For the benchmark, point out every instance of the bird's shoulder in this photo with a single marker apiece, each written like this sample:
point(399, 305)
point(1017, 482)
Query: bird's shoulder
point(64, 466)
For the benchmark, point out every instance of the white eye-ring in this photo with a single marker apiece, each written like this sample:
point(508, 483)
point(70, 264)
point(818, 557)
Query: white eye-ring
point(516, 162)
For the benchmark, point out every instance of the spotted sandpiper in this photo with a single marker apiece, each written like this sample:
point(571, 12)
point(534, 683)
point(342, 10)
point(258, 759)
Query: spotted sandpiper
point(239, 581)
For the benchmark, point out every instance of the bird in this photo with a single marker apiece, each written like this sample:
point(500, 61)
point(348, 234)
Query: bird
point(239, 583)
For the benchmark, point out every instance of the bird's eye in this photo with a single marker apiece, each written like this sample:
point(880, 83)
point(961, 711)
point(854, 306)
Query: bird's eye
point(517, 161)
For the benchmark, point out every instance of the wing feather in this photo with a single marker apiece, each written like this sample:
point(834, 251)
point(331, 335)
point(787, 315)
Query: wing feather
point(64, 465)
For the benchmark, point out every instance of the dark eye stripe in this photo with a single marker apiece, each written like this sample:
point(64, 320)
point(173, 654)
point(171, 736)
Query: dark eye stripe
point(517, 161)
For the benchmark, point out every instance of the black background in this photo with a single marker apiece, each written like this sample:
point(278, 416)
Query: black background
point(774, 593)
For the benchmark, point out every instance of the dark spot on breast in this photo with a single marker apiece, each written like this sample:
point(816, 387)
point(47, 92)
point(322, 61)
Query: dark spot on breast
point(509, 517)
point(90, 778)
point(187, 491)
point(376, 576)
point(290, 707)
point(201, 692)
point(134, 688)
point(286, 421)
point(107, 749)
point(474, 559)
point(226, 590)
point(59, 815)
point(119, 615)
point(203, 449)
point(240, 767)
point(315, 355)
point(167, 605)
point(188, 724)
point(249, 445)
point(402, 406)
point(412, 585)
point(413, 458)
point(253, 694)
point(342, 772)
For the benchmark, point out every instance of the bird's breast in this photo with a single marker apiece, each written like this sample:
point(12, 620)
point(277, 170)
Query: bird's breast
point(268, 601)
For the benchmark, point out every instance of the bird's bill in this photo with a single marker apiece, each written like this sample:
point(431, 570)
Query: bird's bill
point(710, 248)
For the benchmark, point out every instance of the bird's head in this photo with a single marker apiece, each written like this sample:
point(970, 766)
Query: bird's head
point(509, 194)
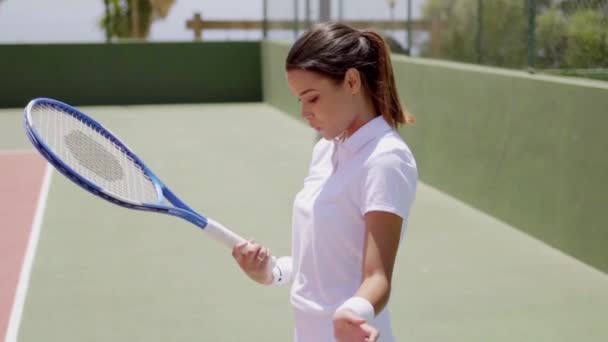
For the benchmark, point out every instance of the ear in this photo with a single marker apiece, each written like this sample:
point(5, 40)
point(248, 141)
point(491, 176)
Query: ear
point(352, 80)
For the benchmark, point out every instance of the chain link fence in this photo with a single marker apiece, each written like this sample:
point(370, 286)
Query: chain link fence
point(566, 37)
____________________
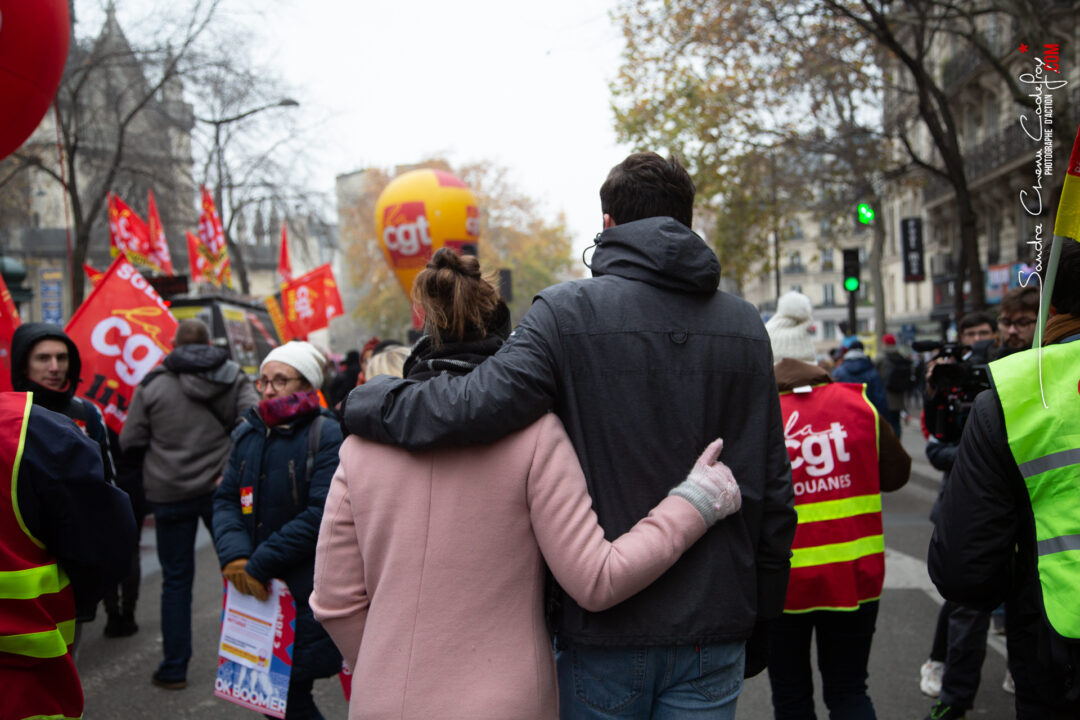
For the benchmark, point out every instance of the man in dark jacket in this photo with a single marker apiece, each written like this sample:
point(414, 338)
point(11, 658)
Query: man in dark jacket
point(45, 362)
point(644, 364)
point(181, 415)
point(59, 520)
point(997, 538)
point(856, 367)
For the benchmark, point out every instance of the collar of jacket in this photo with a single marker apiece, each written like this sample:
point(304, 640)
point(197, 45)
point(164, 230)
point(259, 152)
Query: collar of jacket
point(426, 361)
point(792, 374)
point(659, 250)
____________________
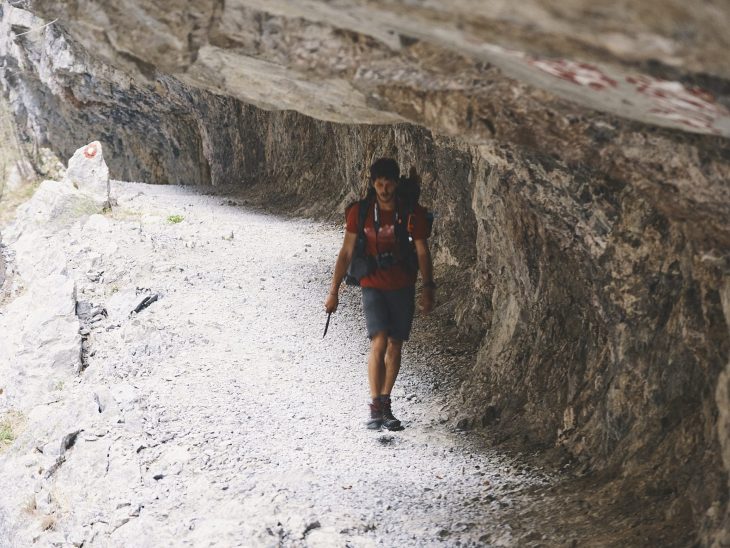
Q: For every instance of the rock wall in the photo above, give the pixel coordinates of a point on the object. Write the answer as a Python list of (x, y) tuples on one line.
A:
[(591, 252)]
____________________
- REQUIREMENTS: Can you reproduce, word for word, the items between the line containing "For the benchmark, point out every instance of the bird in" and the line containing "point(710, 248)", including both of those lines?

- EXPECTED ANSWER:
For the benchmark, point out every instance of the bird in this photo with a single marker apiece, each written like this sample:
point(500, 61)
point(348, 234)
Query: bird
point(239, 583)
For the benchmark, point out every instance of the bird's eye in this photo with a single marker apiece, each written like this sample:
point(880, 83)
point(961, 711)
point(854, 306)
Query: bird's eye
point(517, 161)
For the benchmark, point out every instance of the wing feather in this photo with a single marker apiece, each written like this sample:
point(834, 251)
point(331, 335)
point(787, 315)
Query: wing feather
point(64, 465)
For the benchmark, point out every instance of the dark eye stripe in this photo with a single marker apiece, each written like this sample:
point(64, 320)
point(173, 654)
point(171, 736)
Query: dark eye stripe
point(517, 161)
For the benchmark, point out every instance of the black background in this photo with a single marker apiece, each written like this sample:
point(278, 416)
Query: black background
point(774, 593)
For the benchmark, point out every instance of the dark spot on breast in this photo with a single marker apiece, each written like this sample:
point(816, 387)
point(47, 92)
point(322, 61)
Query: dark spot on breast
point(509, 517)
point(90, 778)
point(187, 491)
point(376, 576)
point(290, 707)
point(201, 692)
point(134, 688)
point(286, 421)
point(107, 749)
point(474, 559)
point(226, 590)
point(59, 815)
point(119, 615)
point(203, 449)
point(240, 767)
point(315, 355)
point(167, 605)
point(188, 724)
point(249, 445)
point(402, 406)
point(412, 585)
point(413, 458)
point(253, 694)
point(342, 772)
For the benchmark, point out every instance of the bird's breast in this photo with a single marker apiece, each written like this sample:
point(12, 620)
point(277, 170)
Query: bird's breast
point(268, 601)
For the benchmark, point out every instance of the bird's bill in this photo with a single marker apiece, each written like this sample:
point(431, 570)
Query: bird's bill
point(710, 248)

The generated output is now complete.